To do
[1] In the text on the reception of Persuasion, rewrite the part between "Critics compared the" and "production of Emma.", inclusive, with every "adaptation" replaced by "miniseries".
[2] According to the text on the reception of Persuasion, how many viewers watched its first broadcast in the United Kingdom?

Document text

•••

Persuasion was well received by audiences, attracting 6.2 million viewers and a 26.1% audience share upon its initial broadcast in the United Kingdom. 939,000 Australian viewers watched the drama when it aired on ABC1 in June 2008. Four newspaper publications selected the drama as their "Pick of the Day." The period drama has an 80% approval rating on Rotten Tomatoes.

Critics compared the production with previous renditions of Persuasion and with other productions of well known Austen works. The Daily Post chose Persuasion as "the best of the three offerings in this series." However, Matthew Gilbert of The Boston Globe opined that the adaptation "pale[d] in comparison with the extraordinary 1995 version." David Wiegand of the San Francisco Chronicle expressed strong dissatisfaction with the adaptation, especially when compared to the 1995 Pride and Prejudice series and the 1996 production of Emma.

•••

Exercise data
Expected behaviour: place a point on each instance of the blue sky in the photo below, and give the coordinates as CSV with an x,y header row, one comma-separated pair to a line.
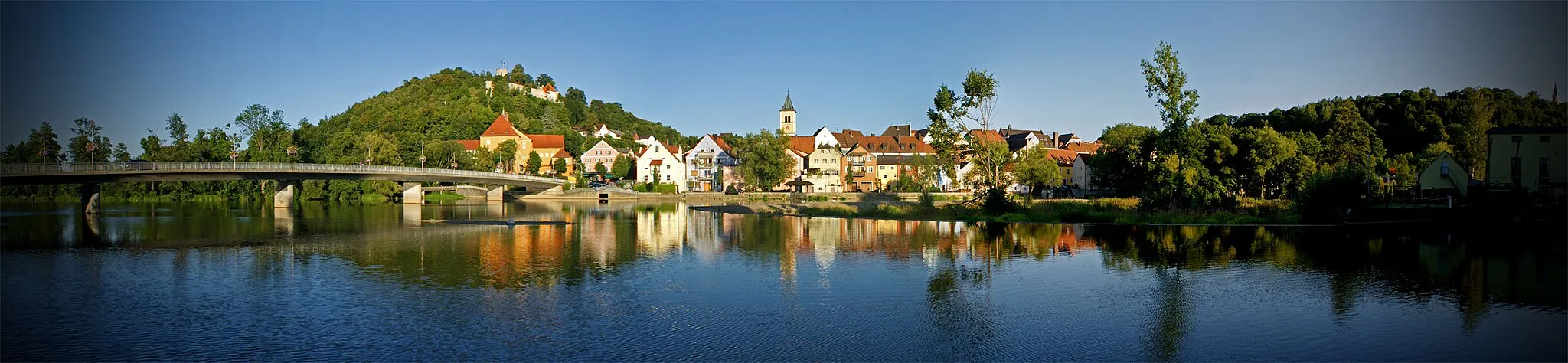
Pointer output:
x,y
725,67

•••

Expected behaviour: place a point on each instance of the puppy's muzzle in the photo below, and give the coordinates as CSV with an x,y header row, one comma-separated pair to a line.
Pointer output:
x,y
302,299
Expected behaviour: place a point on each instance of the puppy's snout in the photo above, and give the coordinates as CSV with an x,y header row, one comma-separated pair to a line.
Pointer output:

•••

Answers to this exercise
[1]
Critics compared the production with previous renditions of Persuasion and with other productions of well known Austen works. The Daily Post chose Persuasion as "the best of the three offerings in this series." However, Matthew Gilbert of The Boston Globe opined that the miniseries "pale[d] in comparison with the extraordinary 1995 version." David Wiegand of the San Francisco Chronicle expressed strong dissatisfaction with the miniseries, especially when compared to the 1995 Pride and Prejudice series and the 1996 production of Emma.

[2] 6.2 million viewers